#### Task item:
Each record below needs to be set down again exactly.

======== Exercise data ========

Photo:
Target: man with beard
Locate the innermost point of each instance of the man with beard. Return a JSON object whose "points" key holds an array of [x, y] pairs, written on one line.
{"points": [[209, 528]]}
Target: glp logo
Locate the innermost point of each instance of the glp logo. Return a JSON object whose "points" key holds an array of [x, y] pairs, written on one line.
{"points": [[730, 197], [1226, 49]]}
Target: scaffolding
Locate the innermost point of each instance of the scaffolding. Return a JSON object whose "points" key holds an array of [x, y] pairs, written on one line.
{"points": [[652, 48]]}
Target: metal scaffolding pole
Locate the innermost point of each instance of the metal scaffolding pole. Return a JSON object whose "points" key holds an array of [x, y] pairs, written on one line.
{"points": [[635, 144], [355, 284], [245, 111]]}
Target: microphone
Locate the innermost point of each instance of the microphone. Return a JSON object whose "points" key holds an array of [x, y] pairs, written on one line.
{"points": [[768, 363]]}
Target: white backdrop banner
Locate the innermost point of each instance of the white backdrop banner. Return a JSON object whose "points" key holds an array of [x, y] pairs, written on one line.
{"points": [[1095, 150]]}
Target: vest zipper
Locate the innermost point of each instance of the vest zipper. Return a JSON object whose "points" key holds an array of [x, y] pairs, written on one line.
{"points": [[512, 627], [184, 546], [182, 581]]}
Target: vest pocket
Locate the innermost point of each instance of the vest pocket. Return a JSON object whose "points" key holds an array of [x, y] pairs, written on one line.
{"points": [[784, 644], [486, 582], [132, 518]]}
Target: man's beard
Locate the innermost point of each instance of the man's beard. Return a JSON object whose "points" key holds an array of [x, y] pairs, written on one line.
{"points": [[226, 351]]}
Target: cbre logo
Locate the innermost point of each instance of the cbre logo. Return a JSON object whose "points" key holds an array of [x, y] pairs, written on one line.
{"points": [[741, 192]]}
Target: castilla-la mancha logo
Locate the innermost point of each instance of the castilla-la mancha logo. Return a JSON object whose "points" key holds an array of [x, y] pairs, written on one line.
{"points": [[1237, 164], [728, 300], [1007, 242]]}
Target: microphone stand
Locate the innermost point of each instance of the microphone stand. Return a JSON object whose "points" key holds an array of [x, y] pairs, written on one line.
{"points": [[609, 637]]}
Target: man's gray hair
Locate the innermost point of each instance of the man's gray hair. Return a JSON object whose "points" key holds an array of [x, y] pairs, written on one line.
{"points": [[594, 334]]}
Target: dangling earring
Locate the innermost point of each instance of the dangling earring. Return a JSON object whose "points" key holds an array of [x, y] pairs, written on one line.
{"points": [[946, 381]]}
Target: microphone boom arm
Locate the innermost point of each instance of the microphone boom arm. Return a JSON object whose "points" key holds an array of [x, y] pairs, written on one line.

========

#### Exercise response:
Photo:
Target: man with beard
Locate the innermost point of each instance of the man with beard. Return a JSON object whose "points" key holds an array of [x, y] pairs, written on one line.
{"points": [[209, 528]]}
Target: glp logo
Locate the innermost point of each instance of the glp logo. Return a JSON object whose "points" key holds an array of [x, y] pairs, written on one line.
{"points": [[730, 197], [1226, 49]]}
Target: scaffolding
Locate the innermost point of each instance of the scaffolding. Return a JSON object whose "points" key holds an array of [x, y] pairs, written on one line.
{"points": [[652, 48]]}
Target: metal scaffolding pole
Locate the innermost point of each instance of the metal scaffolding pole. Return a JSON object whose "points" key holds an array of [x, y] pairs, written on one line.
{"points": [[635, 144], [355, 284], [245, 111]]}
Target: microphone
Locate the innermost point of each instance of the microphone. Return a JSON object whose "points" key holds an array of [x, y] pairs, written on one line.
{"points": [[768, 363]]}
Target: white backdrop banner
Locate the innermost point of each instance of the white backdrop banner. Return a JSON object whose "points" key holds an array of [x, y] pairs, written on one line.
{"points": [[1095, 150]]}
Target: vest zipper
Locate the innermost point of each instance of the vest zipper. Return a JSON object whose "points" key holds an array of [x, y] pairs, written on one line.
{"points": [[512, 627], [184, 546], [182, 581]]}
Target: vest pocket
Locate the innermost point of each instance of the vest pocket. Return a JSON object whose "points" key holds an array of [x, y] pairs, written on one line.
{"points": [[784, 644], [486, 582], [132, 518]]}
Target: man's beard
Locate the innermost point of each instance of the man's beard. Return a JSON object whose "points" key holds an array of [x, y] pairs, written on one line.
{"points": [[226, 351]]}
Target: cbre logo
Locate the innermost point of each instance of the cbre logo. Return a JSON object whose "points" key holds an array of [x, y] pairs, written on one line.
{"points": [[741, 192]]}
Target: castilla-la mancha logo
Locate the innermost point of each instance of the castilla-la mancha logo. Return a JSON object whose "points" key holds an array of [x, y] pairs, written on one line.
{"points": [[1237, 164], [728, 300], [1007, 242]]}
Target: microphone stand
Locate the innermost point of each instance of the microphone stand. Return a JSON object whose "points" key holds an array of [x, y] pairs, written on one line.
{"points": [[609, 637]]}
Target: man's gray hair
Locate the innermost point of each instance of the man's gray hair. Return a JSON object whose "points" key holds an array of [x, y] pairs, written on one line.
{"points": [[594, 334]]}
Target: dangling earring
Locate the innermost point of each instance of the dangling earring. Return a JSON object whose "points" key holds an array of [x, y] pairs, written on one line.
{"points": [[946, 381]]}
Target: microphone boom arm
Locate the innermost point of each instance of the microphone boom arm. Return a JSON object whose "points" key holds an array of [x, y] pairs, written on one line.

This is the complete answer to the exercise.